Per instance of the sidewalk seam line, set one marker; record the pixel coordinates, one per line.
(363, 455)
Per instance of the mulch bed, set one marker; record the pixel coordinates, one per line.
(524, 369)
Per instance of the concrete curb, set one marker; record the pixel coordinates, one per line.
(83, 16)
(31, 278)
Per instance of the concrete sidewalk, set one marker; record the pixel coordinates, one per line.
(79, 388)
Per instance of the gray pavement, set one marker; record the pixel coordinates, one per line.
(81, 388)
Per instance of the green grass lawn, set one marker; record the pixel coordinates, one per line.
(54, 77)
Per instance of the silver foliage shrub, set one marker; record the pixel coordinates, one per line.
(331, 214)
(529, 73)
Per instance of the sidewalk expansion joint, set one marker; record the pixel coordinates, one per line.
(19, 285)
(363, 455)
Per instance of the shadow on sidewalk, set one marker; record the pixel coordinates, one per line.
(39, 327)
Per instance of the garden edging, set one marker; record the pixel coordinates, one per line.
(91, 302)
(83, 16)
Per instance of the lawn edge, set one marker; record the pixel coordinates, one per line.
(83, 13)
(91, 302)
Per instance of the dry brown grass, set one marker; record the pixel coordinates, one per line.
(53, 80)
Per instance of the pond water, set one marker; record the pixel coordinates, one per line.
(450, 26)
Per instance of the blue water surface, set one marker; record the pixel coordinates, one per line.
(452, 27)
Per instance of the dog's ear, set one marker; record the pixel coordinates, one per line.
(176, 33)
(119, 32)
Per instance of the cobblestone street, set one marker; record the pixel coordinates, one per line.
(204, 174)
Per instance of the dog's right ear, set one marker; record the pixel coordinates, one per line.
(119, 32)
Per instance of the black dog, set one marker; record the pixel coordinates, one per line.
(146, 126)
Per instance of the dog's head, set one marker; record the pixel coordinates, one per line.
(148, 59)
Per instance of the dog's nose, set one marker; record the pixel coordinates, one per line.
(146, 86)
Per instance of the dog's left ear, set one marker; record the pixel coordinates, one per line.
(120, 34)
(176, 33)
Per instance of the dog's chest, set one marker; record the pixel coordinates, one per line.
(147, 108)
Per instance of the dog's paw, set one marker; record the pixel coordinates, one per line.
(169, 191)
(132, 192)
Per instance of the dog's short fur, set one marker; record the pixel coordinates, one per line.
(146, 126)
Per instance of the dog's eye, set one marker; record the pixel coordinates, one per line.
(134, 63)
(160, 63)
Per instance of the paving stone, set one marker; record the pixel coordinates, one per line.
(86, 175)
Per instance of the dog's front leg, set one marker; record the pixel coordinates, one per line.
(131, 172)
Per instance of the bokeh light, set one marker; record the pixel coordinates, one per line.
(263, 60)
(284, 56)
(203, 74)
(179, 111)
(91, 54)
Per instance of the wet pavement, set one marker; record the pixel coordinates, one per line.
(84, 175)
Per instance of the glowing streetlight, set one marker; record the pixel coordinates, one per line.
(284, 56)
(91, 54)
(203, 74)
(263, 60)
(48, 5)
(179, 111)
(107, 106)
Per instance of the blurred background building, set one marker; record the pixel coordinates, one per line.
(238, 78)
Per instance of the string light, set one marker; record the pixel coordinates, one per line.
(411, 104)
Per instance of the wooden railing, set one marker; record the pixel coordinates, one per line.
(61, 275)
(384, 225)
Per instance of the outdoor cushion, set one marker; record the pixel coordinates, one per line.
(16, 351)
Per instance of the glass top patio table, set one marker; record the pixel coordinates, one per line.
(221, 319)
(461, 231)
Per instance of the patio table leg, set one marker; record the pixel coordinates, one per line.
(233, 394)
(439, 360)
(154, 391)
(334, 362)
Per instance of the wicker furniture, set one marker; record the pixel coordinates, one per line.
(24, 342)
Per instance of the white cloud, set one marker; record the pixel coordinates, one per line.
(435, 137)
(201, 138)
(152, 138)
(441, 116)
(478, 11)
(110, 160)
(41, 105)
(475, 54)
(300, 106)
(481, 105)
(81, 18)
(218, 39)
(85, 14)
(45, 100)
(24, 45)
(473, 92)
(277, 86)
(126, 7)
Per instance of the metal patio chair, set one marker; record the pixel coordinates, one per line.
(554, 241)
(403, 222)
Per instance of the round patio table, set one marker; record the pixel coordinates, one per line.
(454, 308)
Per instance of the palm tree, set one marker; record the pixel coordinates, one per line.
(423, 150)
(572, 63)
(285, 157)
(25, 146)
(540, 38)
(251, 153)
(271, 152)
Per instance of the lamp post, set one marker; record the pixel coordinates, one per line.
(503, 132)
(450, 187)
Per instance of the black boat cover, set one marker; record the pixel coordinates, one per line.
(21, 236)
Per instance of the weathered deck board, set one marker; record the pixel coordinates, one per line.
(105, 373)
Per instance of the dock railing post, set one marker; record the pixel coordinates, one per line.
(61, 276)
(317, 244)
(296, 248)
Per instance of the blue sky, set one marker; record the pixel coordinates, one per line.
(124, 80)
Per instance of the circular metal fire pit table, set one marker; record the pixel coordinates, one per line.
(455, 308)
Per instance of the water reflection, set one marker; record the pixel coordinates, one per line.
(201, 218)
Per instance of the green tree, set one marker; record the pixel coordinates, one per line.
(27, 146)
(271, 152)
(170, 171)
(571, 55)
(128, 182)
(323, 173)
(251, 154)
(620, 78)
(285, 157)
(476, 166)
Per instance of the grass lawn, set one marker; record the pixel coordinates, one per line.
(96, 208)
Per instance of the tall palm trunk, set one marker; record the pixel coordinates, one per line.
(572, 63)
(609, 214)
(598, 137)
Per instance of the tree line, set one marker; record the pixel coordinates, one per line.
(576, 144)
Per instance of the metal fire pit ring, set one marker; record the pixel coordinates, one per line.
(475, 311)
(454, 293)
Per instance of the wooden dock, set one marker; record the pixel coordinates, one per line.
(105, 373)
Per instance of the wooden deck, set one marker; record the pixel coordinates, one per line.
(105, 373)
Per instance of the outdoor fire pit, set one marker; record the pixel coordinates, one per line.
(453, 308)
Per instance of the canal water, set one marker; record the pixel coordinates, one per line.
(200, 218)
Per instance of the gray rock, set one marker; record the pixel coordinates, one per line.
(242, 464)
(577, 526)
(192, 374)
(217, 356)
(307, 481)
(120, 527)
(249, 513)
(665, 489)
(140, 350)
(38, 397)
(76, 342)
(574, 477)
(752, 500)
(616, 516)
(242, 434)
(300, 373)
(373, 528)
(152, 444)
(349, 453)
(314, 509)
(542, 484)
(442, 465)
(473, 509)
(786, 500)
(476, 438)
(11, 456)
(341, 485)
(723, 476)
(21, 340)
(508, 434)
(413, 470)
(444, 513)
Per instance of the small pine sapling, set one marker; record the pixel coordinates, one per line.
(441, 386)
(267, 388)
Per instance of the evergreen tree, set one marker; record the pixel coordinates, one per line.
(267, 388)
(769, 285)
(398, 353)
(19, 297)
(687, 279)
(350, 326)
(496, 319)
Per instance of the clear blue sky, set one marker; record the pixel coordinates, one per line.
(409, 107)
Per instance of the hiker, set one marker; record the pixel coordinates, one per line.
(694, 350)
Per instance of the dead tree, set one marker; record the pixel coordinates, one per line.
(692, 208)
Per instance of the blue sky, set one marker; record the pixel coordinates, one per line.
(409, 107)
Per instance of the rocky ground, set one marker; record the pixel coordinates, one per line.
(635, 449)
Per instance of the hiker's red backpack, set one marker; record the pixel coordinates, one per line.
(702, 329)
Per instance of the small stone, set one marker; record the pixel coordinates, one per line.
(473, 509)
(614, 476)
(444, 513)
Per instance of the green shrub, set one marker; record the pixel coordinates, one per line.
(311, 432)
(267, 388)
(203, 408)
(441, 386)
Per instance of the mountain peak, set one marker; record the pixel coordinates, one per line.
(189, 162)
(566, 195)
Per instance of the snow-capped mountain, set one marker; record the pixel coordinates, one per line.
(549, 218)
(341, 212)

::::

- THE REQUEST:
Update the listing from the line containing "Per instance of the gray rock, set" through its final line by changing "marker" to "pin" everywhere it occurs. Reproduce only those lines, with everything else unchanged.

- WRITTEN SOLUTION:
Per instance of the gray rock, set one pin; record the pixel coordinates, one per line.
(242, 464)
(577, 526)
(192, 374)
(217, 356)
(307, 481)
(120, 527)
(249, 513)
(665, 489)
(140, 350)
(38, 397)
(76, 342)
(574, 477)
(752, 500)
(616, 516)
(242, 434)
(300, 373)
(373, 528)
(152, 444)
(349, 453)
(314, 509)
(542, 484)
(442, 465)
(473, 509)
(786, 500)
(476, 438)
(11, 456)
(341, 485)
(723, 476)
(21, 340)
(508, 434)
(413, 470)
(444, 513)
Per instance of the small pine sapling, set one pin; record the pixel coordinates, one per line.
(441, 386)
(267, 388)
Per instance of the evergreen tree, set one pin; record the pixel coordinates, one per line.
(267, 388)
(769, 285)
(398, 353)
(19, 297)
(687, 279)
(350, 326)
(496, 319)
Per instance of the clear blue sky, set one pin; record the pixel coordinates, one per line.
(409, 107)
Per instance of the hiker, set one pin; record the pixel coordinates, one per line.
(694, 350)
Per instance of the dead tree, set one pin; record the pixel coordinates, one per line.
(692, 208)
Per instance of the blue sky, set one pin; record the pixel coordinates, one per line.
(409, 107)
Per instance of the rocky ground, set one pin; record the pixel coordinates, one per line.
(635, 449)
Per instance of the hiker's red backpack, set one pin; record the pixel coordinates, one per line.
(702, 329)
Per instance of the small stone, set one pin; record the pixel coordinates, one per line.
(473, 509)
(614, 476)
(444, 513)
Per instance of the green shrub, set one pin; record the pixel coordinates, one per line.
(311, 432)
(267, 388)
(203, 408)
(441, 386)
Per instance of the mountain peak, set one pin; record the pixel coordinates, one per line.
(189, 162)
(566, 195)
Per instance of the snow-capped mountain, set one pin; record the pixel coordinates, one per line.
(549, 218)
(341, 212)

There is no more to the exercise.